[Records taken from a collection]
----------

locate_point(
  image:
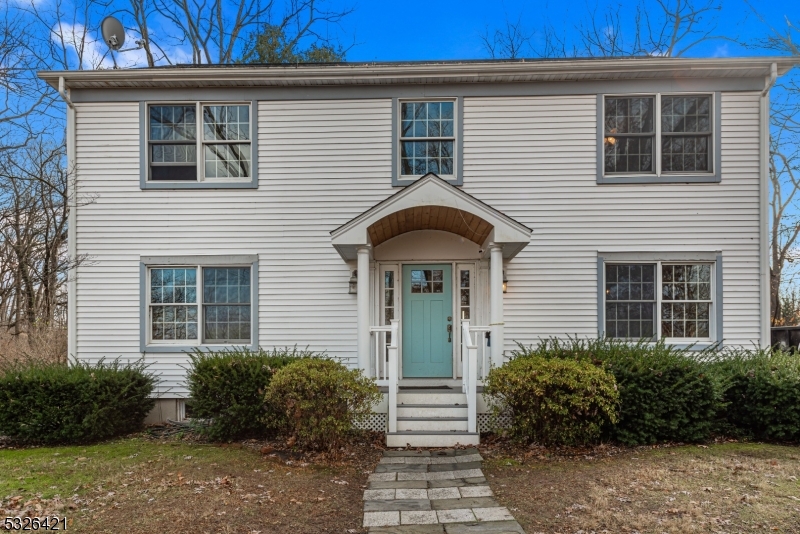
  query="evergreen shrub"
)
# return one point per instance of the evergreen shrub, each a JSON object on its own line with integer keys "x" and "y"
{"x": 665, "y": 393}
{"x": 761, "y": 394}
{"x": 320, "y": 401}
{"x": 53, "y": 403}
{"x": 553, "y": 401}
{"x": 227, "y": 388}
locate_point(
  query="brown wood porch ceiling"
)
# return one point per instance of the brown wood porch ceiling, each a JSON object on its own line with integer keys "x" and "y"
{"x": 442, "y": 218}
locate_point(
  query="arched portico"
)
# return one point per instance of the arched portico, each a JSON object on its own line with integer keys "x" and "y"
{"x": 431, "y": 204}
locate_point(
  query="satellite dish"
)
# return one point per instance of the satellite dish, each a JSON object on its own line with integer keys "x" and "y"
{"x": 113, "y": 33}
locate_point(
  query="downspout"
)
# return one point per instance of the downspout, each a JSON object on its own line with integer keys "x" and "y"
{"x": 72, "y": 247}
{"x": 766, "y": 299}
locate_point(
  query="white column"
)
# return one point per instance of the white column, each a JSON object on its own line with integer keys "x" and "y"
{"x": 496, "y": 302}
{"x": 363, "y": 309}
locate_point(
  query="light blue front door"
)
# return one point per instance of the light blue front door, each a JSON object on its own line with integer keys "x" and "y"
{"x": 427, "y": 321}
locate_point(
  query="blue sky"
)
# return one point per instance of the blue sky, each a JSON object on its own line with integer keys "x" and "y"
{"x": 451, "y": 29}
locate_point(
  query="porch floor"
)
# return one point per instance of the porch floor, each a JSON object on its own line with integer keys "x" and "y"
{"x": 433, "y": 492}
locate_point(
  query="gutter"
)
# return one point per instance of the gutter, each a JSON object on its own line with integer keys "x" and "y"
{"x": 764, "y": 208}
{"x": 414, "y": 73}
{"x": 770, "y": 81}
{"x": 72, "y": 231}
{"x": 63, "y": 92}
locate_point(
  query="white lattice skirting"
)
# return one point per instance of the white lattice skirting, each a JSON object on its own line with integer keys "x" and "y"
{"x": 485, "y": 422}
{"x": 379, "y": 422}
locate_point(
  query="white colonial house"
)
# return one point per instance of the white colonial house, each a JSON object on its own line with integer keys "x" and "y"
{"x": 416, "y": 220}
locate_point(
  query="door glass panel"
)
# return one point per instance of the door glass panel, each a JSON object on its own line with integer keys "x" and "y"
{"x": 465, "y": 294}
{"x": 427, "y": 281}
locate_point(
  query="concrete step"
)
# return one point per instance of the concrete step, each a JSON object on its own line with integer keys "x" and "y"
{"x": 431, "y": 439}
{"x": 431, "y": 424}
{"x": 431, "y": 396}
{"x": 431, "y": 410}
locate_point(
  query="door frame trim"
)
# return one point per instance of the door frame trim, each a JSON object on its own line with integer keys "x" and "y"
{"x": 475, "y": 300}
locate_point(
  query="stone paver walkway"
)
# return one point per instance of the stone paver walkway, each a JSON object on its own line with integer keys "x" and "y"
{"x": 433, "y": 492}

----------

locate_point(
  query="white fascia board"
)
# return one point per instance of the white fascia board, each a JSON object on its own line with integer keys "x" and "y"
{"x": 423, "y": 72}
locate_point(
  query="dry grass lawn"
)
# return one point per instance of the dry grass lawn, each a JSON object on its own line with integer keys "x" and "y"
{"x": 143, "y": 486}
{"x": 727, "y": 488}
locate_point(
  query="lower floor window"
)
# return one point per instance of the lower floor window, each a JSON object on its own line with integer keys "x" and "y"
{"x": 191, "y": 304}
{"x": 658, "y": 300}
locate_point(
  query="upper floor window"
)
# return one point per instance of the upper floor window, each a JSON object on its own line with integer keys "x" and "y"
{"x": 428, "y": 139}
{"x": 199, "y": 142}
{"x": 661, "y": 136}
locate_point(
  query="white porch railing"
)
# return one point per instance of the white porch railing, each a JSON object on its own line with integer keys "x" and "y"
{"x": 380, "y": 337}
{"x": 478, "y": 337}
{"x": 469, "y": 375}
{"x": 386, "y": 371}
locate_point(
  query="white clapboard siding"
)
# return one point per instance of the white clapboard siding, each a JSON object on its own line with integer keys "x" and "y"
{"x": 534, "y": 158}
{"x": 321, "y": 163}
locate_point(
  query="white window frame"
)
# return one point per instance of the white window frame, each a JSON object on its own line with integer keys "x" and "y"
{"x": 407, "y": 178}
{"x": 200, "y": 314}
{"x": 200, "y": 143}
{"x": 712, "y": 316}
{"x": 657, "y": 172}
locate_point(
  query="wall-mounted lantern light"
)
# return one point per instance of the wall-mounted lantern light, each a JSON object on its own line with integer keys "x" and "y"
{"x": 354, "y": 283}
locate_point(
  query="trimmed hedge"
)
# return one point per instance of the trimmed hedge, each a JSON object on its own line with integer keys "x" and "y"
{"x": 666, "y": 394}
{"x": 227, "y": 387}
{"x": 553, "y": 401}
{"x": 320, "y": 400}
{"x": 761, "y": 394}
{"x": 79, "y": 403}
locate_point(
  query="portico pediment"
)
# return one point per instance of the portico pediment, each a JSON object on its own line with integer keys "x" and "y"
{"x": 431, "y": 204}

----------

List each line in the records above that contains the string "portico".

  query="arched portico"
# return one point per instance of the arched portico, each a JSON object on its own line with integer keys "x" and "y"
  query="portico pediment"
# return one point per instance of the portico pediment, each a JSON object on its own line with integer keys "x" and "y"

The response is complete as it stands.